* **WORK INSTRUCTIONS**:
**1)** Please answer these from the passage on the song "Candy," one answer a line:
(a) At what position did "Candy" enter the Irish Singles Chart?
(b) Who directed the music video?
(c) How long is the Tweakz Remix on the Candy EP?
**2)** Using the passage on the song "Candy," explain in one to three sentences why the director built the music video around a UV water fight.

In the Republic of Ireland, "Candy" entered at number 44 on the Irish Singles Chart on the date of 7 May 2010 – for the week ending dated 13 May 2010 – peaking at number 14 during its sixth week on the chart.

==Music video==

Kimberly Wyatt and Aggro Santos perform "Candy" during a UV water fight.

The video for the song was directed by Emil Nava and was debuted on 21 September 2010 on VidZone where only PlayStation 3 users could watch in certain territories. The full video release was on the next day when Aggro Santos posted the video on his official YouTube account. The music video was shot on under the London Bridge station where the main plot of the video centered around a UV water fight. About the video the director [Emil Nava] said:

"Having a UV water fight is something I have been thinking about for a while. [...] I have always loved UV and wanted to try something different with it. We shot in a freezing location under the arches in London Bridge. A lot of the extras were fans so were there for free and luckily all were really up for it. It was a pleasure to direct a Pussycat Doll as she was a real pro. Aggro brought his own flavor to it as well, which I feel works really well with her style. All the crew killed it and worked extra hard. I hope you like."

==Track listing==
Candy EP
1. "Candy" (Radio Edit) - 3:00
2. "Candy" (Crazy Cousin Remix) - 4:05
3. "Candy" (Tweakz Remix) - 3:50

Candy (Ladies Re-Rub)

* **ENTRIES PROVIDED**:
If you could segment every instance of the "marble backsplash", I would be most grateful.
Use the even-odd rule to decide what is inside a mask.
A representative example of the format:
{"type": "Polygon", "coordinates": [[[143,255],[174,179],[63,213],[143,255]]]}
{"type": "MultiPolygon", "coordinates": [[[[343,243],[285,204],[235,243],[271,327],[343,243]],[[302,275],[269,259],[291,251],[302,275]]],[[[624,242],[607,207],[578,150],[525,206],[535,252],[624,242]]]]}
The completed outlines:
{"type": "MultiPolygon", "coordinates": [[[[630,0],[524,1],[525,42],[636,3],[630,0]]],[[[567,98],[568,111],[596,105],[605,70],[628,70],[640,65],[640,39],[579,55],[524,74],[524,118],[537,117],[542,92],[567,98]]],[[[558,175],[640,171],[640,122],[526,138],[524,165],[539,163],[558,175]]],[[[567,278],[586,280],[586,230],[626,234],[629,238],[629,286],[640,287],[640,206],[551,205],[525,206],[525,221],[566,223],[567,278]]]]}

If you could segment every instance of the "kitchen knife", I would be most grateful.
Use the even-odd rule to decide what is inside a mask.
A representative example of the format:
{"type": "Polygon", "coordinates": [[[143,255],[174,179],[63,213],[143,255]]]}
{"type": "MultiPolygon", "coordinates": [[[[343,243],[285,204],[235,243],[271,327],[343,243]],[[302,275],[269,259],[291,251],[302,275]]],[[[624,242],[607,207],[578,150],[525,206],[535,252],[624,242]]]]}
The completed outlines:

* **ANSWERS BY TASK**:
**1)**
(a) Number 44
(b) Emil Nava
(c) 3:50

**2)** The director had been thinking about staging a UV water fight for a while. He had always loved UV and wanted to try something different with it.